» **EXERCISE**:
Every record below needs to be printed again exactly.
[ENTRIES SUPPLIED Boundary: Start]
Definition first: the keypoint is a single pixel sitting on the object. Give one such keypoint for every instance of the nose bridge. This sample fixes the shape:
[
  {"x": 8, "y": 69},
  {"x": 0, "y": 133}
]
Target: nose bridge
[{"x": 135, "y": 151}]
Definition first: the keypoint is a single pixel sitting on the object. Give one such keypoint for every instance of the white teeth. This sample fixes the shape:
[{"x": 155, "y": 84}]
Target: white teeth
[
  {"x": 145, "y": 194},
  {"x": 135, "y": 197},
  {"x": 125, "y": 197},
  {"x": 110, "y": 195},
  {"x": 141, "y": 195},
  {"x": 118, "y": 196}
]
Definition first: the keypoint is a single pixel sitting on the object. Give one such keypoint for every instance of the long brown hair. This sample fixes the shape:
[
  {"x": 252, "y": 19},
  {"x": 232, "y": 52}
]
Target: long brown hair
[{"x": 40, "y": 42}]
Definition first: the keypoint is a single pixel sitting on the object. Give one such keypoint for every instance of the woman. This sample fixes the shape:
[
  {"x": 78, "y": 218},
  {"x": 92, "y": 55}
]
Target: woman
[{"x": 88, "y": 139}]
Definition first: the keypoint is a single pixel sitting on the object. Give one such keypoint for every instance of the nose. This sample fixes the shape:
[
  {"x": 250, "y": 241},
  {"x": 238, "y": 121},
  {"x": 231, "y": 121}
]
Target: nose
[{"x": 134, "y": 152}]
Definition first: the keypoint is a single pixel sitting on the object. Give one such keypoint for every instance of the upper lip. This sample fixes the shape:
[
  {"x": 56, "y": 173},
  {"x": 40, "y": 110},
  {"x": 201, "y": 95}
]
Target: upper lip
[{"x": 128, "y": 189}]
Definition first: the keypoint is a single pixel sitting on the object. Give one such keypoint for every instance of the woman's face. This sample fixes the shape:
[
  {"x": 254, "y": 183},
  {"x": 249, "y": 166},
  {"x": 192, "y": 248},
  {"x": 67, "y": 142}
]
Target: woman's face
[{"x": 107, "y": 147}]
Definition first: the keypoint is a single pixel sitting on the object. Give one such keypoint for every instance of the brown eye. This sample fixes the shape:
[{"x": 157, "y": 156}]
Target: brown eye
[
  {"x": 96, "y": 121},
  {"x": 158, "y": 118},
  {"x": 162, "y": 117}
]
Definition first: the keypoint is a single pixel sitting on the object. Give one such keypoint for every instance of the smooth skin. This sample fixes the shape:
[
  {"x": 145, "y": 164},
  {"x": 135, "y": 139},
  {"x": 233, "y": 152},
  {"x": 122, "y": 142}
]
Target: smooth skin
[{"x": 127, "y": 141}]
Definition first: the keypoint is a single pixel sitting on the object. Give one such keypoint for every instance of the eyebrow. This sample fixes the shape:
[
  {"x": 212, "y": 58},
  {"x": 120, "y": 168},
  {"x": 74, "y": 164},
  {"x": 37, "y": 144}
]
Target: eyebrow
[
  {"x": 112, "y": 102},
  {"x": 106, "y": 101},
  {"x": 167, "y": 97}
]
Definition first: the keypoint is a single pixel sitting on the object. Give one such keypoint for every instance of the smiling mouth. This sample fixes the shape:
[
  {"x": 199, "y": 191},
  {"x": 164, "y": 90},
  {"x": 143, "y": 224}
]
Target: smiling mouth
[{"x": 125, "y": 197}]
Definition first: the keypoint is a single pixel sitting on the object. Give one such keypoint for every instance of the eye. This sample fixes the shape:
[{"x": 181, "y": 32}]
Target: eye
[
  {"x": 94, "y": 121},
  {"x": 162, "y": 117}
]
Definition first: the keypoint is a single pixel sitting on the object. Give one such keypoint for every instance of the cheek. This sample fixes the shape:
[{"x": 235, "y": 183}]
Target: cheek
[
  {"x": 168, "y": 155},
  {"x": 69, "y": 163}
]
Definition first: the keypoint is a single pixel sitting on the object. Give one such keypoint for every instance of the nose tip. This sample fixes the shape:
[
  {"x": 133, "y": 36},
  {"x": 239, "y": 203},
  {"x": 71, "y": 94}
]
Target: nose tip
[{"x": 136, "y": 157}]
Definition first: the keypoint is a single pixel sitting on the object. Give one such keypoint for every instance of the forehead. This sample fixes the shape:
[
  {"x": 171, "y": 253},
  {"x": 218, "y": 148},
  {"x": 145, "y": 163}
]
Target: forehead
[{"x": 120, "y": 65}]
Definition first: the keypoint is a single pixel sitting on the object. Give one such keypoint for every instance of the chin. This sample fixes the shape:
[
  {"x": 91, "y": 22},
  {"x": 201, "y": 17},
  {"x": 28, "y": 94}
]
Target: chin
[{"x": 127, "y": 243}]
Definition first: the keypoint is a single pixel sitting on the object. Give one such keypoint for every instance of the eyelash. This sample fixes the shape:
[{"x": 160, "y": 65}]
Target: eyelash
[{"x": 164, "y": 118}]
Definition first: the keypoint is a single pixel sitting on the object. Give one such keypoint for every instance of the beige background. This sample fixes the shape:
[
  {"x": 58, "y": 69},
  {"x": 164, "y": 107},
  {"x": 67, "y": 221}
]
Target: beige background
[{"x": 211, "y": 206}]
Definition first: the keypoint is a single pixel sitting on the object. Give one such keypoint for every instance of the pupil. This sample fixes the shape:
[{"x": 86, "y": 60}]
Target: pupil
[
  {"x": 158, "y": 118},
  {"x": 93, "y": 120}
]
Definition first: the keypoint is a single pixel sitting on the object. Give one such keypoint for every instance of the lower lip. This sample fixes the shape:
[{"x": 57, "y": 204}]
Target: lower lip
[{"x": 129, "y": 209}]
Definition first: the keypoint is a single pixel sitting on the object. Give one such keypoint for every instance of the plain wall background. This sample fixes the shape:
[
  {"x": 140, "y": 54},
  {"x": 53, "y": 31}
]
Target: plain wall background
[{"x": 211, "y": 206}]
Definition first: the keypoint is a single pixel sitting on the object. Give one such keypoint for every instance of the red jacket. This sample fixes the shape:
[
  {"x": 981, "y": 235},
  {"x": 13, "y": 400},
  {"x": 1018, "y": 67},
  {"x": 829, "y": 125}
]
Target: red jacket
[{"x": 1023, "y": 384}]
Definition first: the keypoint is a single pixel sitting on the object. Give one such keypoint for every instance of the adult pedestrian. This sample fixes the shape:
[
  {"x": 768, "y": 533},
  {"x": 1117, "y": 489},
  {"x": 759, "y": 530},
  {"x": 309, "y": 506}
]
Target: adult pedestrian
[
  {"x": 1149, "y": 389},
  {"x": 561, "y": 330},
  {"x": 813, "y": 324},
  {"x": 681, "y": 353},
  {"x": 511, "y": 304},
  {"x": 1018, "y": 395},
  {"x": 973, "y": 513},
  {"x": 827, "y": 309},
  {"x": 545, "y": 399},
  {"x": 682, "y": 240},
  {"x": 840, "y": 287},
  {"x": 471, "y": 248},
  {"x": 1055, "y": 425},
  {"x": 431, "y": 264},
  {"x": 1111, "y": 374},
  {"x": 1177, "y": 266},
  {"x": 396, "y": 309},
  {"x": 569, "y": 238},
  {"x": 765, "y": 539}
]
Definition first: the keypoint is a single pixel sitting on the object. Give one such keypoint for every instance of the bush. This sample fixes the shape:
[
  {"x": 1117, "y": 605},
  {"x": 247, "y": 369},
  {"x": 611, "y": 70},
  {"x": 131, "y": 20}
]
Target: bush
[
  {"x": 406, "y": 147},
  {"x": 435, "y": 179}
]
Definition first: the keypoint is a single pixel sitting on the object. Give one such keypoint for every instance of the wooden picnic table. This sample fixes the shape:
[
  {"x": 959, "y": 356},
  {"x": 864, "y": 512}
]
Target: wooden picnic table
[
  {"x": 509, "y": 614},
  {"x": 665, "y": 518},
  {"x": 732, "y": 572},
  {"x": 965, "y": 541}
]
[ENTRIES SUPPLIED Boundary: End]
» **RESULT OF THE EXERCISE**:
Definition first: the keypoint is a single pixel sitting on the object. Give one such keypoint for every instance of the nose bridge. This sample fixes the shape:
[
  {"x": 8, "y": 69},
  {"x": 0, "y": 133}
]
Target: nose bridge
[{"x": 135, "y": 151}]
Definition first: the keypoint is a single pixel sitting on the object. Give one such keypoint for every instance of the white teeth. This sample fixes the shape:
[{"x": 155, "y": 84}]
Target: white teeth
[
  {"x": 145, "y": 194},
  {"x": 135, "y": 197},
  {"x": 125, "y": 197},
  {"x": 110, "y": 195},
  {"x": 141, "y": 195},
  {"x": 118, "y": 196}
]
Definition first: the keypoint is a single pixel sitting on the object. Give one such keypoint for every instance of the long brown hair. This sample fixes the shape:
[
  {"x": 252, "y": 19},
  {"x": 232, "y": 52}
]
Target: long brown hair
[{"x": 40, "y": 42}]
Definition first: the keypoint is a single pixel sitting on the object. Give one such keypoint for every instance of the woman. This sample fixes the shape:
[
  {"x": 78, "y": 218},
  {"x": 92, "y": 55}
]
Target: woman
[{"x": 88, "y": 139}]
Definition first: the keypoint is a single pixel sitting on the object. Give one such keypoint for every instance of the nose. This sample fixes the shape:
[
  {"x": 250, "y": 241},
  {"x": 238, "y": 121},
  {"x": 231, "y": 121}
]
Target: nose
[{"x": 134, "y": 152}]
Definition first: the keypoint is a single pixel sitting on the object. Give one such keypoint for every instance of the upper lip. This sample fixes the shape:
[
  {"x": 56, "y": 173},
  {"x": 40, "y": 110},
  {"x": 201, "y": 95}
]
Target: upper lip
[{"x": 128, "y": 189}]
Definition first: the keypoint is a single pixel sitting on the object. Give one such keypoint for every instance of the woman's face. This sample fixes the shape:
[
  {"x": 254, "y": 183},
  {"x": 249, "y": 166},
  {"x": 192, "y": 248},
  {"x": 67, "y": 142}
]
Target: woman's face
[{"x": 107, "y": 147}]
Definition first: the keypoint is a single pixel sitting on the object. Give one such keypoint for every instance of the brown eye. This sample fixes the shape:
[{"x": 157, "y": 156}]
Target: brown eye
[
  {"x": 96, "y": 121},
  {"x": 158, "y": 118},
  {"x": 162, "y": 117}
]
Definition first: the keypoint is a single pixel sitting on the object. Give one such keypoint for every instance of the smooth skin. This sample fixes the shape:
[
  {"x": 145, "y": 164},
  {"x": 135, "y": 139},
  {"x": 233, "y": 152},
  {"x": 122, "y": 142}
]
Target: smooth skin
[{"x": 127, "y": 141}]
Definition first: the keypoint is a single pixel sitting on the object. Give one such keypoint for every instance of the eyebrow. This sample fixes the shape:
[
  {"x": 212, "y": 58},
  {"x": 120, "y": 168},
  {"x": 74, "y": 164},
  {"x": 37, "y": 144}
]
Target: eyebrow
[
  {"x": 112, "y": 102},
  {"x": 106, "y": 101},
  {"x": 167, "y": 97}
]
Definition first: the keypoint is a single pixel sitting on the object. Give one such keypoint for every instance of the smiling mouth. This sample fixes the shape:
[
  {"x": 199, "y": 191},
  {"x": 164, "y": 90},
  {"x": 143, "y": 224}
]
Target: smiling mouth
[{"x": 125, "y": 197}]
Definition first: the keypoint is a single pixel sitting on the object. Give one such keypoint for every instance of the eye. This sample fixes the shape:
[{"x": 181, "y": 32}]
Target: eye
[
  {"x": 94, "y": 121},
  {"x": 162, "y": 117}
]
Definition first: the keypoint is a single pixel sitting on the object. Give one such keypoint for every instance of the cheek. This sample fixes the shape:
[{"x": 235, "y": 183}]
Target: cheek
[
  {"x": 168, "y": 155},
  {"x": 69, "y": 163}
]
Definition first: the keypoint is a single pixel sitting on the object. Give one such keypoint for every instance of the nose tip. This sample fixes the shape:
[
  {"x": 133, "y": 36},
  {"x": 239, "y": 203},
  {"x": 71, "y": 94}
]
Target: nose tip
[{"x": 136, "y": 157}]
Definition first: the keypoint is a single pixel sitting on the object. Give one such keypoint for every instance of the forehead. This sample fixes the shape:
[
  {"x": 171, "y": 253},
  {"x": 218, "y": 148},
  {"x": 145, "y": 163}
]
Target: forehead
[{"x": 120, "y": 65}]
Definition first: the keypoint is a single pixel sitting on the object. Give one such keypoint for every instance of the chin. This sample fixes the shape:
[
  {"x": 91, "y": 22},
  {"x": 201, "y": 17},
  {"x": 28, "y": 94}
]
Target: chin
[{"x": 127, "y": 243}]
Definition first: the keypoint is a single pixel sitting on the object. Give one such keypoint for every instance of the eyelash. This sample fixes the shape:
[{"x": 160, "y": 65}]
Target: eyelash
[{"x": 164, "y": 118}]
Definition first: the keypoint is a single pixel sitting on the object. Give one such keypoint for every instance of the beige background. This sample fixes the shape:
[
  {"x": 58, "y": 69},
  {"x": 164, "y": 107},
  {"x": 67, "y": 221}
]
Target: beige background
[{"x": 211, "y": 206}]
Definition first: the keypoint is a single pixel sitting on the object. Give one such keypoint for every instance of the pupil. This sample fixes the shape:
[{"x": 86, "y": 60}]
Target: pupil
[
  {"x": 158, "y": 118},
  {"x": 93, "y": 120}
]
Definition first: the keypoint is a single pixel sitting on the object. Give one such keypoint for every instance of the lower lip. This sample fixes the shape:
[{"x": 57, "y": 204}]
Target: lower lip
[{"x": 129, "y": 209}]
Definition first: the keypoint is a single pixel sitting on the object. Give one such keypoint for every instance of the plain wall background. This sample fixes the shape:
[
  {"x": 140, "y": 54},
  {"x": 53, "y": 31}
]
Target: plain wall background
[{"x": 211, "y": 206}]
Definition first: the keypoint is a single pixel sitting on the object. Give one such keypoint for every instance of the red jacket. This sample fixes the shape:
[
  {"x": 981, "y": 235},
  {"x": 13, "y": 400},
  {"x": 1018, "y": 67},
  {"x": 829, "y": 125}
]
Target: red jacket
[{"x": 1023, "y": 384}]
Definition first: the keypoint is a single pixel sitting on the object. Give one such keypoint for every instance of the adult pedestrian. This sample fixes the shape:
[
  {"x": 768, "y": 533},
  {"x": 1117, "y": 489},
  {"x": 759, "y": 530},
  {"x": 309, "y": 506}
]
Target: adult pedestrian
[
  {"x": 1149, "y": 389},
  {"x": 561, "y": 330},
  {"x": 813, "y": 324},
  {"x": 681, "y": 353},
  {"x": 511, "y": 304},
  {"x": 1018, "y": 395},
  {"x": 973, "y": 513},
  {"x": 827, "y": 309},
  {"x": 545, "y": 399},
  {"x": 682, "y": 240},
  {"x": 840, "y": 287},
  {"x": 471, "y": 248},
  {"x": 1055, "y": 425},
  {"x": 431, "y": 264},
  {"x": 1111, "y": 374},
  {"x": 1177, "y": 266},
  {"x": 396, "y": 309},
  {"x": 569, "y": 238},
  {"x": 765, "y": 539}
]
Definition first: the keypoint is a single pixel sitting on the object. Give one such keypoint for every instance of the bush. This sample fixes the shape:
[
  {"x": 1117, "y": 605},
  {"x": 247, "y": 369},
  {"x": 611, "y": 70},
  {"x": 131, "y": 20}
]
Target: bush
[
  {"x": 406, "y": 147},
  {"x": 435, "y": 179}
]
Definition first: the keypoint is a single pixel sitting on the object. Give one such keypoint for every instance of the wooden picnic table. This sample fixes the shape:
[
  {"x": 959, "y": 356},
  {"x": 864, "y": 512}
]
Target: wooden picnic table
[
  {"x": 509, "y": 614},
  {"x": 665, "y": 518},
  {"x": 732, "y": 572},
  {"x": 965, "y": 541}
]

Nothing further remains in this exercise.